** WRITTEN PROBLEM **
According to the post on coverage bias in Met Office temperature data, why does the author's data start at 1860?

** PAGE EXCERPT **
*****
Analysis of Met Office data back to mid 1800's

John Graham-Cumming has posted an interesting analysis, he could benefit from some reader input at his blog.

See here and below: http://www.jgc.org/blog/

Adjusting for coverage bias and smoothing the Met Office data

As I’ve worked through Uncertainty estimates in regional and global observed temperature changes: a new dataset from 1850 to reproduce the work done by the Met Office I’ve come up against something I don’t understand. I’ve written to the Met Office about it, but until I get a reply this blog post is to ask for opinions from any of my dear readers.

In section 6.1 Brohan et al. talk about the problem of coverage bias. If you read this blog post you’ll see that in the 1800s there weren’t many temperature stations operating and so only a small fraction of the Earth’s surface was being observed. There was a very big jump in the number of stations operating in the 1950s.

That means that when using data to estimate the global (or hemispheric) temperature anomaly you need to take into account some error based on how well a small number of stations act as a proxy for the actual temperature over the whole globe. I’m calling this the coverage bias.

To estimate that Brohan et al. use the NCEP/NCAR 40-Year Reanalysis Project data to get an estimate of the error for the groups of stations operating in any year. Using that data it’s possible on a year by year basis to calculate the mean error caused by limited coverage and its standard deviation (assuming a normal distribution).

I’ve now done the same analysis and I have two problems:

1. I get much wider error range for the 1800s than is seen in the paper.

2. I don’t understand why the mean error isn’t taken into account.

Note that in the rest of this entry I am using smoothed data as described by the Met Office here. I am applying the same 21 point filter to the data to smooth it. My data starts at 1860 because the first 10 years are being used to ‘prime’ the filter. I extend the data as described on that page.

First here’s the smooth trend line for the northern hemisphere temperature anomaly derived from the Met Office data as I have done in other blog posts and without taking into account the coverage bias.

And here’s the chart showing the number of stations reporting temperatures by year (again this is smoothed using the same process).

Just looking at that chart you can see that there were very few stations reporting temperature in the mid-1800s and so you’d expect a large error when trying to extrapolate to the entire northern hemisphere.

This chart shows the number of stations by year (as in the previous chart), it’s the green line, and then the mean error because of the coverage bias (red line). For example, in 1860 the coverage bias error is just under 0.4C (meaning that if you use the 1860 stations to get to the northern hemisphere anomaly you’ll be too hot by about 0.4C. You can see that as the number of stations increases and global coverage improves the error drops.

And more interesting still is the coverage bias error with error bars showing one standard deviation. As you might expect the error is much greater when there are fewer stations and settles down as the number increases. With lots of stations you get a mean error near 0 with very little variation: i.e. it’s a good sample.
*****
Point placement entries:
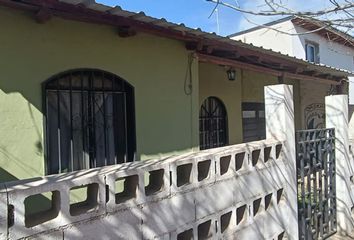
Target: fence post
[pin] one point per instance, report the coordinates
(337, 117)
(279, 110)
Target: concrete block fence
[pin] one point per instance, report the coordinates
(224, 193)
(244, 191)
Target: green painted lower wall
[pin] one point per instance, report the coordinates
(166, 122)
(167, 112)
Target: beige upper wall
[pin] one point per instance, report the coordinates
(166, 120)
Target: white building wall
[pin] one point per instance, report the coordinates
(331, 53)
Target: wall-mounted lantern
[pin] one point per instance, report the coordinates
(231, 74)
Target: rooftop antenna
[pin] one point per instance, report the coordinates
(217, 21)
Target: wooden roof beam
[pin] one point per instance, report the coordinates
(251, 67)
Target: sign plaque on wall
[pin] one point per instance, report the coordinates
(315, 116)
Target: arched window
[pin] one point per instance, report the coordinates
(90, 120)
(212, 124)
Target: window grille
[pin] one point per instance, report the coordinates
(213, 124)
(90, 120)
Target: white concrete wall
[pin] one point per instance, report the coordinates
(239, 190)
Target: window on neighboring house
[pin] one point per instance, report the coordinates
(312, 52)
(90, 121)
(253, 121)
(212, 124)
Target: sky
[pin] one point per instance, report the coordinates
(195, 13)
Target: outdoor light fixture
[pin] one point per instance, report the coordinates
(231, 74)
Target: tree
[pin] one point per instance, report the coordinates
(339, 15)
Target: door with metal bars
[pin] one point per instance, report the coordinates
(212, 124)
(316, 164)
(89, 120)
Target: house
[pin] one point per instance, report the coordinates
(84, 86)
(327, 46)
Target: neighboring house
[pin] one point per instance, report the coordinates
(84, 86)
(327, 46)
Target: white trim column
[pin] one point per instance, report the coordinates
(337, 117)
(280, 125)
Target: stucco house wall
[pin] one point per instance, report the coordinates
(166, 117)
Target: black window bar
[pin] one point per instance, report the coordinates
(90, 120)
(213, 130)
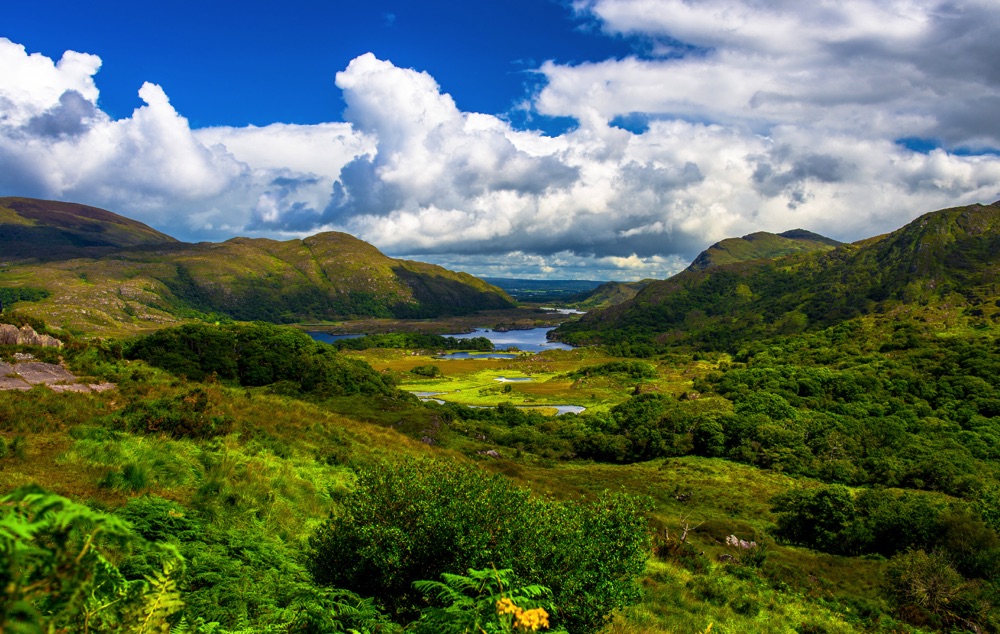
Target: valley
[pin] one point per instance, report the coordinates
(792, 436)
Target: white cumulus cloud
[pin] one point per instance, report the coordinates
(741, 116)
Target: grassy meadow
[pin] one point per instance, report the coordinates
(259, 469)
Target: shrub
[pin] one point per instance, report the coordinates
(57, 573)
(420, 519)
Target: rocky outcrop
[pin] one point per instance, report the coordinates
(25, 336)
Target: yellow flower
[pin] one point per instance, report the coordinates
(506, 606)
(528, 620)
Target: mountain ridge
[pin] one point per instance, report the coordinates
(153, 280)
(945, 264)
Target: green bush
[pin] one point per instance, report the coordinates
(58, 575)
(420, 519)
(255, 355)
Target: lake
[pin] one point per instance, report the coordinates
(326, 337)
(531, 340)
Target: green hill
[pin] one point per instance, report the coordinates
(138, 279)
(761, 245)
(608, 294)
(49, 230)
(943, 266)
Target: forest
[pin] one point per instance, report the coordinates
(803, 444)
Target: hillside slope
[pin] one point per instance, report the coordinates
*****
** SOLUTION **
The first 10 years are used to prime the 21-point smoothing filter.